▶ [Written problem 1]:
Count the lines in the records that contain the string "brown", matching case exactly, and give only that number.

▶ [Reading passage]:
.....

Being who you are, not who others want you to be

Sometimes what we project out is not what is true inside

"As children we distort our true responses and needs in order to become the child our parents will recognise and appreciate" Judith Blackstone

The process Blackstone is referring to here, adaptation, is a natural and necessary response to our environment when we are young. We depend on our parents for our survival, and we want to fit in and to be loved. This results in us modifying who and how we are, how we behave, and how we see ourselves, to get the approval of our parents. This makes it easier to feel at home in the family, providing us with the opportunity to be praised and appreciated, and ensuring we are looked after. In extreme circumstances, this may be what we need to do to stay safe.

Longer term, this adaptation comes with costs, particularly if we keep doing it. If you sacrifice parts of yourself you can become disconnected from what is really true for you, forming a self-image that is somehow false. It's like your centre of gravity has shifted from inside of you to outside of you, as if you're distorted by other people and their expectations. The natural consequence is that you are not then inside your own body and self.

Sometimes this lack of a true sense of ourselves can mean we hold others so close that we can no longer really work out what is us, and what is them, becoming entangled and merged. Any time this happens we stop experiencing ourselves directly and clearly, and life can be overwhelming and confusing.

.....

▶ [Written problem 2]:
Copy out the entire passage on being who you are, word for word.

▶ [Records]:
.....

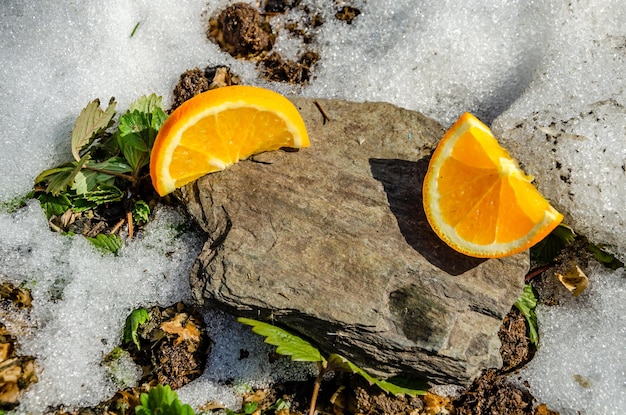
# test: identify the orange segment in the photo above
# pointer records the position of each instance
(478, 200)
(219, 127)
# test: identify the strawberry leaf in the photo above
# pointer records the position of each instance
(287, 344)
(91, 122)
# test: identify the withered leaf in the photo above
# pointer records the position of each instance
(182, 326)
(574, 279)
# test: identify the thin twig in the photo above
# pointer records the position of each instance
(325, 116)
(129, 218)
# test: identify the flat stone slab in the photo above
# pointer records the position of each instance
(332, 242)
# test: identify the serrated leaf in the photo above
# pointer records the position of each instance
(91, 122)
(104, 194)
(87, 181)
(133, 321)
(161, 400)
(526, 304)
(54, 205)
(114, 164)
(134, 149)
(141, 212)
(81, 205)
(400, 387)
(107, 243)
(138, 129)
(286, 343)
(147, 104)
(61, 181)
(47, 174)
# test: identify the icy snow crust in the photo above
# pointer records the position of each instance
(541, 71)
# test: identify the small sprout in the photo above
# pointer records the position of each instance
(301, 350)
(141, 212)
(526, 304)
(162, 400)
(133, 321)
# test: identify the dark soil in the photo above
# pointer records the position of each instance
(247, 33)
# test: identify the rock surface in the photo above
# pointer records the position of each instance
(332, 242)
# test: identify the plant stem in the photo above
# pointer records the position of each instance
(316, 387)
(112, 173)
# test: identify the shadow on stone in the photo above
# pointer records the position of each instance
(402, 181)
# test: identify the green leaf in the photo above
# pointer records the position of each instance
(91, 122)
(60, 181)
(395, 386)
(604, 257)
(134, 149)
(107, 243)
(287, 344)
(133, 321)
(54, 205)
(141, 212)
(162, 400)
(250, 407)
(549, 247)
(113, 164)
(526, 304)
(46, 175)
(87, 181)
(16, 203)
(138, 128)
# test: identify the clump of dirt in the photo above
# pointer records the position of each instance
(173, 346)
(241, 31)
(347, 14)
(247, 33)
(491, 393)
(516, 349)
(278, 69)
(196, 81)
(17, 372)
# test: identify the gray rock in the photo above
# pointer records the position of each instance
(333, 243)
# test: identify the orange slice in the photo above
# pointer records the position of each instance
(478, 200)
(219, 127)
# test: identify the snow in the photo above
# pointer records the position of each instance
(548, 75)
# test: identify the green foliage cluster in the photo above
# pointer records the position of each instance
(136, 318)
(301, 350)
(161, 400)
(526, 304)
(548, 249)
(109, 162)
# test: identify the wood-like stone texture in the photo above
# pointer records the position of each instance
(332, 242)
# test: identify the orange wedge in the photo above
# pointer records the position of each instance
(478, 200)
(219, 127)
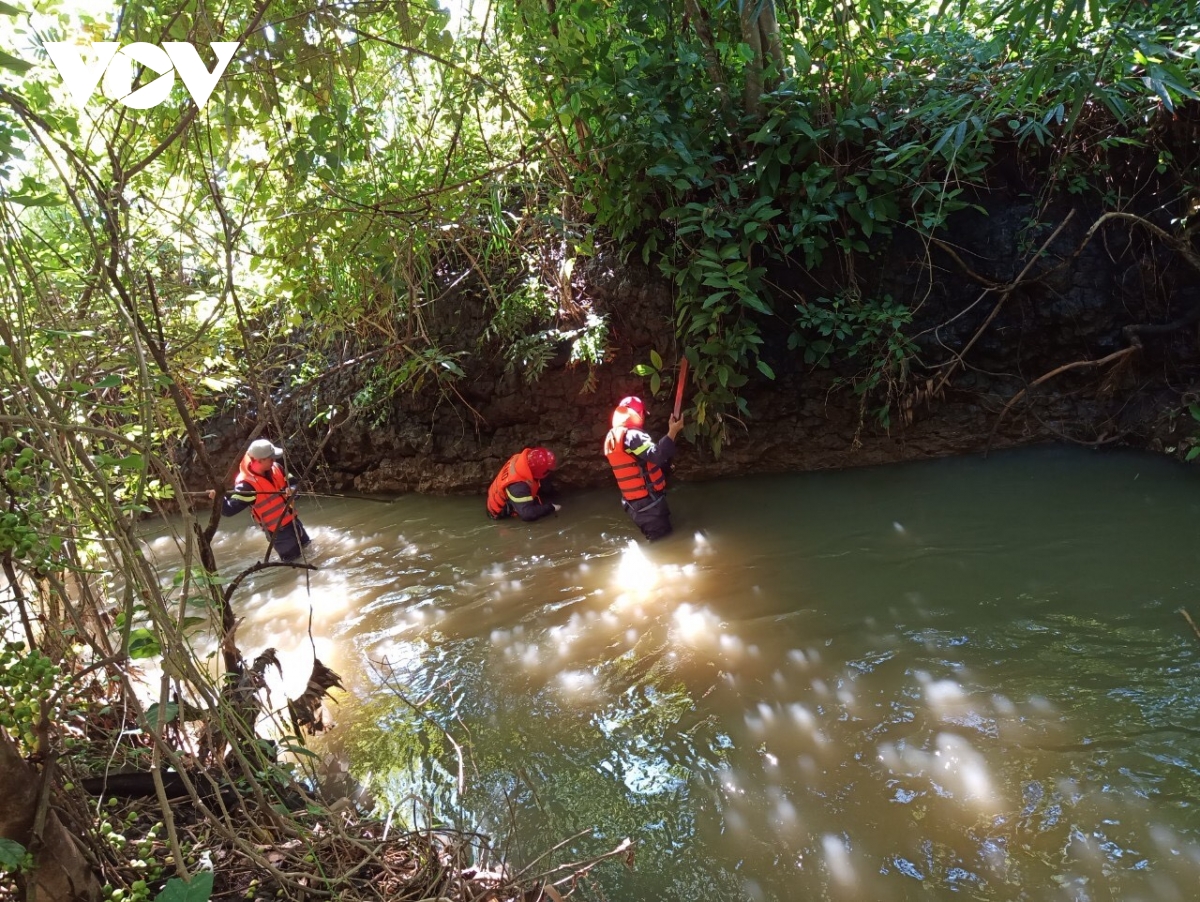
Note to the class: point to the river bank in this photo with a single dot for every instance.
(1019, 335)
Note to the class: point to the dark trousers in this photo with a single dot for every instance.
(651, 515)
(289, 540)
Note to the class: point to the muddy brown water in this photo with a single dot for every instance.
(954, 679)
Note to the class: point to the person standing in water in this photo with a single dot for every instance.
(639, 464)
(515, 492)
(264, 487)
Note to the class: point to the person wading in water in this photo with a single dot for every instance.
(639, 465)
(264, 487)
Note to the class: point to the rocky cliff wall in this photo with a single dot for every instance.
(1069, 308)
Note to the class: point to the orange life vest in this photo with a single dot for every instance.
(273, 509)
(515, 470)
(636, 477)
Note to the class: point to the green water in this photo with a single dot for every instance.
(957, 679)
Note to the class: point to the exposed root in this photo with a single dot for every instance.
(1077, 365)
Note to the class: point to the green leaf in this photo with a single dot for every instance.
(11, 854)
(198, 889)
(13, 62)
(144, 643)
(171, 713)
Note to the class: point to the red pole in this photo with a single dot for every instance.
(683, 378)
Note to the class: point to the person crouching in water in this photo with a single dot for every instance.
(639, 465)
(264, 487)
(515, 489)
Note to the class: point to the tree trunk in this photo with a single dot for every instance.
(60, 872)
(772, 44)
(753, 97)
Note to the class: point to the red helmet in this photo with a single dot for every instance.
(630, 412)
(541, 461)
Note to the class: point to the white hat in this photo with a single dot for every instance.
(262, 449)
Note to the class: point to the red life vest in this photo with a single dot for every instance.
(636, 477)
(273, 507)
(515, 470)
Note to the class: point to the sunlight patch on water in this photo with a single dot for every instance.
(837, 857)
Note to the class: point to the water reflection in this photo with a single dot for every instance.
(952, 679)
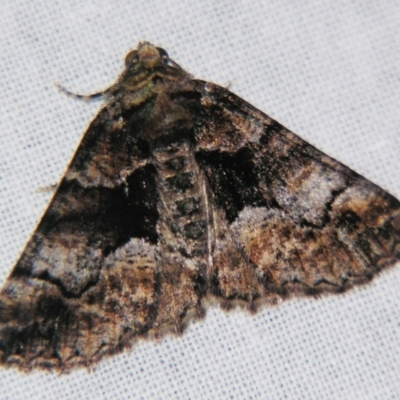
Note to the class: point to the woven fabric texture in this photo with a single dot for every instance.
(329, 71)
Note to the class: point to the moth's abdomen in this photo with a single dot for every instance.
(182, 200)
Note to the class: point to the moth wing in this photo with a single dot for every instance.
(287, 218)
(85, 284)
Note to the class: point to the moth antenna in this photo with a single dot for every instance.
(81, 96)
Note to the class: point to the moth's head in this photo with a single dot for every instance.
(149, 57)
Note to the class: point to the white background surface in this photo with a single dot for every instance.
(329, 71)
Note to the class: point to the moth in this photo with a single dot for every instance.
(181, 195)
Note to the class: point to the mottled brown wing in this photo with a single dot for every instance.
(287, 218)
(86, 284)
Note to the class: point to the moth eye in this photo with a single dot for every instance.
(163, 53)
(129, 59)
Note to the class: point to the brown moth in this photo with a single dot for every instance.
(181, 193)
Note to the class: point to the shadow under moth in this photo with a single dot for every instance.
(181, 194)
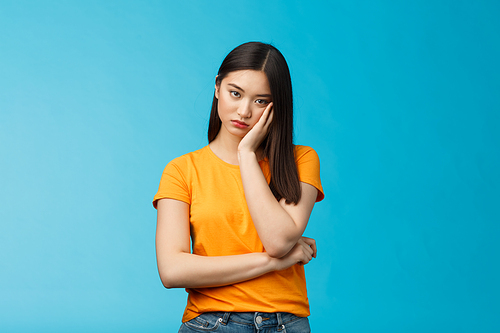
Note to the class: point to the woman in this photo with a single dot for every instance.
(244, 200)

.....

▶ [Final answer 1]:
3

▶ [Final answer 2]:
Being who you are, not who others want you to be

Sometimes what we project out is not what is true inside

"As children we distort our true responses and needs in order to become the child our parents will recognise and appreciate" Judith Blackstone

The process Blackstone is referring to here, adaptation, is a natural and necessary response to our environment when we are young. We depend on our parents for our survival, and we want to fit in and to be loved. This results in us modifying who and how we are, how we behave, and how we see ourselves, to get the approval of our parents. This makes it easier to feel at home in the family, providing us with the opportunity to be praised and appreciated, and ensuring we are looked after. In extreme circumstances, this may be what we need to do to stay safe.

Longer term, this adaptation comes with costs, particularly if we keep doing it. If you sacrifice parts of yourself you can become disconnected from what is really true for you, forming a self-image that is somehow false. It's like your centre of gravity has shifted from inside of you to outside of you, as if you're distorted by other people and their expectations. The natural consequence is that you are not then inside your own body and self.

Sometimes this lack of a true sense of ourselves can mean we hold others so close that we can no longer really work out what is us, and what is them, becoming entangled and merged. Any time this happens we stop experiencing ourselves directly and clearly, and life can be overwhelming and confusing.